Your assignment —
Recast every line of the material below as one numbered list item, omitting blank lines.

=== Source material ===

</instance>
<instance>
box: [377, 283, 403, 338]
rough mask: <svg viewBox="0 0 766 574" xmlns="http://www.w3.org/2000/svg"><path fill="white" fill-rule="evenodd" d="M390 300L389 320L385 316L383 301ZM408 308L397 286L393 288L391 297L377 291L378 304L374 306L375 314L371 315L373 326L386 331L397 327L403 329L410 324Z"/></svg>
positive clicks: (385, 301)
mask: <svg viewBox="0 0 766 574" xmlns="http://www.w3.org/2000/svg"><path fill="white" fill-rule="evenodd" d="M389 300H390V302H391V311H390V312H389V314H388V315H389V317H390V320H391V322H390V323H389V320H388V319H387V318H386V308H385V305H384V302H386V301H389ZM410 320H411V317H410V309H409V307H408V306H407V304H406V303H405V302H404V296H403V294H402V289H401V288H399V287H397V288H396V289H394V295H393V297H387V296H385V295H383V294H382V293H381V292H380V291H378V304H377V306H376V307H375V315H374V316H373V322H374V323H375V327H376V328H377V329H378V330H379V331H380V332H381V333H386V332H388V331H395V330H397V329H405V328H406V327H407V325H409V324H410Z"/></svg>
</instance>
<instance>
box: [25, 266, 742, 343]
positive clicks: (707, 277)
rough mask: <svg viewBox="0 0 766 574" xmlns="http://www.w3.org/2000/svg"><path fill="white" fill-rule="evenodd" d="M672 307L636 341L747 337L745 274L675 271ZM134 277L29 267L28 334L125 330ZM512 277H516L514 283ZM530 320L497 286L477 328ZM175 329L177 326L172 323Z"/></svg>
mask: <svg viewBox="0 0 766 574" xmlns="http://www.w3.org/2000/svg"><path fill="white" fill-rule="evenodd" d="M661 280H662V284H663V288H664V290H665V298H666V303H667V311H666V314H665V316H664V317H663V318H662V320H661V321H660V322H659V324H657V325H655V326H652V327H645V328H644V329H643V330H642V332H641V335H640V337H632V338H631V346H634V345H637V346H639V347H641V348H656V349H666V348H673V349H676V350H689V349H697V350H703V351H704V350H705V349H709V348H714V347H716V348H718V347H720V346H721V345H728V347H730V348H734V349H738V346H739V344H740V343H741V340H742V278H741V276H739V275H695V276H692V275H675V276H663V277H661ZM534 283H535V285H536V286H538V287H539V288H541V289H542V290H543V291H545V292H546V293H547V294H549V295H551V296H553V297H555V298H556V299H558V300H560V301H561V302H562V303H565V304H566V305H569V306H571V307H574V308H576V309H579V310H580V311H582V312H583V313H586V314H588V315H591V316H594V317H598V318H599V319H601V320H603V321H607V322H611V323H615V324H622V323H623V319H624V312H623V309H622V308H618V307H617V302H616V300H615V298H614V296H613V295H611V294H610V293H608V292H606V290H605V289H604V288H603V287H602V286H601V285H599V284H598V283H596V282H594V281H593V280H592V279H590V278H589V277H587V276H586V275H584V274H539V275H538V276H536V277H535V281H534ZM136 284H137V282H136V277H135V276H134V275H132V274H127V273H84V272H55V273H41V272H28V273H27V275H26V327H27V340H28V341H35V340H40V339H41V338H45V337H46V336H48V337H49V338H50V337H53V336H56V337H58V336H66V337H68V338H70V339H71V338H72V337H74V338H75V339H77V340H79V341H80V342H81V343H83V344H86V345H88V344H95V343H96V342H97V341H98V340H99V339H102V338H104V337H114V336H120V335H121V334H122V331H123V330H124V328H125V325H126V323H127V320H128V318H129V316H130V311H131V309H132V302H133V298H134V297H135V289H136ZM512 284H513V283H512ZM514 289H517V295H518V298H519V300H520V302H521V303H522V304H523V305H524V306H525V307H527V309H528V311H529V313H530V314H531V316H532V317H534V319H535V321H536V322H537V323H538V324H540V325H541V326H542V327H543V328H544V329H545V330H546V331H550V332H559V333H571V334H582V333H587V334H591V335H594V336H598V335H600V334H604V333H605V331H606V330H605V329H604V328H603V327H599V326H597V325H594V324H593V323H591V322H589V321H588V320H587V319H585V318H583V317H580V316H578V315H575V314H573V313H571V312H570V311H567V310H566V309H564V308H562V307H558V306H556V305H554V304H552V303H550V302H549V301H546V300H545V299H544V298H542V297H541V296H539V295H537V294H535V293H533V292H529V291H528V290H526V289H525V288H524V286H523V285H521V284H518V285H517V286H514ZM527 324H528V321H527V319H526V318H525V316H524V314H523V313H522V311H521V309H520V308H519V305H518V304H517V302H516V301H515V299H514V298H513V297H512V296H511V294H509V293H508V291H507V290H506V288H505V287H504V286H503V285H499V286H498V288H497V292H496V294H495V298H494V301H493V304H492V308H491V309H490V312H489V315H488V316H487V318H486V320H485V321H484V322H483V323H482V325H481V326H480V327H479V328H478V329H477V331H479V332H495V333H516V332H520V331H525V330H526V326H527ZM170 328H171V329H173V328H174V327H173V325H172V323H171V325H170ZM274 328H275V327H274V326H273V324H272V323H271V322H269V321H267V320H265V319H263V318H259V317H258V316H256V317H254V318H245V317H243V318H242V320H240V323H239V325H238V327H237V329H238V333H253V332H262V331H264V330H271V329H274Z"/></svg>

===

Exercise response —
1. </instance>
2. <instance>
3. box: [377, 283, 403, 338]
4. rough mask: <svg viewBox="0 0 766 574" xmlns="http://www.w3.org/2000/svg"><path fill="white" fill-rule="evenodd" d="M390 300L389 320L385 316L383 301ZM408 308L397 286L393 288L391 297L377 291L378 304L374 306L375 314L371 315L373 326L386 331L397 327L403 329L410 324Z"/></svg>
5. positive clicks: (385, 301)
6. mask: <svg viewBox="0 0 766 574" xmlns="http://www.w3.org/2000/svg"><path fill="white" fill-rule="evenodd" d="M389 300H390V302H391V311H390V312H389V314H388V315H389V317H390V320H391V322H390V323H389V320H388V319H387V318H386V308H385V305H384V302H386V301H389ZM410 320H411V317H410V309H409V307H408V306H407V304H406V303H405V302H404V296H403V294H402V289H401V288H399V287H397V288H396V289H394V295H393V297H387V296H385V295H383V294H382V293H381V292H380V291H378V304H377V306H376V307H375V315H374V316H373V322H374V323H375V327H376V328H377V329H378V330H379V331H380V332H381V333H386V332H388V331H395V330H397V329H405V328H406V327H407V325H409V324H410Z"/></svg>
7. </instance>
8. <instance>
9. box: [25, 266, 742, 343]
10. positive clicks: (707, 277)
11. rough mask: <svg viewBox="0 0 766 574" xmlns="http://www.w3.org/2000/svg"><path fill="white" fill-rule="evenodd" d="M672 307L636 341L747 337L745 274L675 271ZM134 277L29 267L28 334L125 330ZM512 277H516L514 283ZM530 320L497 286L477 328ZM175 329L177 326L172 323Z"/></svg>
12. mask: <svg viewBox="0 0 766 574" xmlns="http://www.w3.org/2000/svg"><path fill="white" fill-rule="evenodd" d="M661 280H662V284H663V288H664V290H665V298H666V303H667V311H666V314H665V316H664V317H663V318H662V320H661V321H660V322H659V324H657V325H655V326H652V327H645V328H644V329H643V330H642V332H641V335H640V337H632V338H631V346H634V345H637V346H639V347H641V348H656V349H666V348H673V349H676V350H689V349H697V350H703V351H704V350H705V349H709V348H714V347H716V348H718V347H720V346H721V345H728V347H730V348H734V349H738V346H739V344H740V343H741V340H742V278H741V276H739V275H695V276H692V275H675V276H663V277H661ZM534 283H535V285H536V286H538V287H539V288H541V289H542V290H543V291H545V292H546V293H547V294H549V295H551V296H553V297H555V298H556V299H558V300H560V301H561V302H562V303H565V304H566V305H569V306H571V307H574V308H576V309H579V310H580V311H582V312H583V313H586V314H588V315H591V316H594V317H598V318H599V319H601V320H603V321H607V322H611V323H615V324H622V323H623V319H624V312H623V309H622V308H618V307H617V302H616V300H615V298H614V296H613V295H611V294H610V293H608V292H606V290H605V289H604V288H603V287H602V286H601V285H599V284H598V283H596V282H594V281H593V280H592V279H590V278H589V277H587V276H586V275H584V274H539V275H538V276H536V277H535V281H534ZM136 284H137V282H136V277H135V276H134V275H132V274H127V273H84V272H55V273H41V272H28V273H27V275H26V327H27V340H28V341H35V340H40V339H41V338H45V337H46V336H48V337H49V338H50V337H53V336H56V337H58V336H66V337H68V338H70V339H71V338H72V337H74V338H75V339H77V340H79V341H80V342H81V343H83V344H86V345H88V344H95V343H96V342H97V341H98V340H99V339H102V338H104V337H114V336H120V335H121V334H122V331H123V330H124V328H125V325H126V323H127V320H128V318H129V316H130V311H131V309H132V302H133V298H134V297H135V289H136ZM512 284H513V283H512ZM514 289H517V295H518V298H519V300H520V302H521V303H522V304H523V305H524V306H525V307H527V309H528V311H529V313H530V314H531V316H532V317H534V319H535V321H536V322H537V323H538V324H540V325H541V326H542V327H543V328H544V329H545V330H546V331H550V332H559V333H571V334H582V333H587V334H591V335H594V336H598V335H600V334H604V333H605V331H606V330H605V329H604V328H603V327H599V326H597V325H594V324H593V323H591V322H589V321H588V320H587V319H585V318H583V317H580V316H578V315H575V314H573V313H571V312H570V311H567V310H566V309H564V308H562V307H558V306H556V305H554V304H552V303H550V302H549V301H546V300H545V299H544V298H542V297H541V296H539V295H537V294H535V293H533V292H529V291H528V290H526V289H525V288H524V286H523V285H521V284H518V285H517V286H514ZM527 324H528V321H527V319H526V318H525V316H524V314H523V313H522V311H521V309H520V308H519V305H518V304H517V302H516V301H515V299H514V298H513V297H512V296H511V294H509V293H508V291H507V290H506V288H505V287H504V286H503V285H499V286H498V288H497V292H496V294H495V298H494V301H493V304H492V308H491V309H490V312H489V315H488V316H487V318H486V320H485V321H484V322H483V323H482V325H481V326H480V327H479V328H478V329H477V331H479V332H495V333H516V332H520V331H525V330H526V326H527ZM170 328H171V329H173V328H174V327H173V325H172V323H171V325H170ZM274 328H275V327H274V326H273V324H272V323H271V322H269V321H267V320H265V319H263V318H259V317H258V316H256V317H254V318H245V317H243V318H242V320H240V323H239V325H238V327H237V329H238V333H253V332H262V331H264V330H271V329H274Z"/></svg>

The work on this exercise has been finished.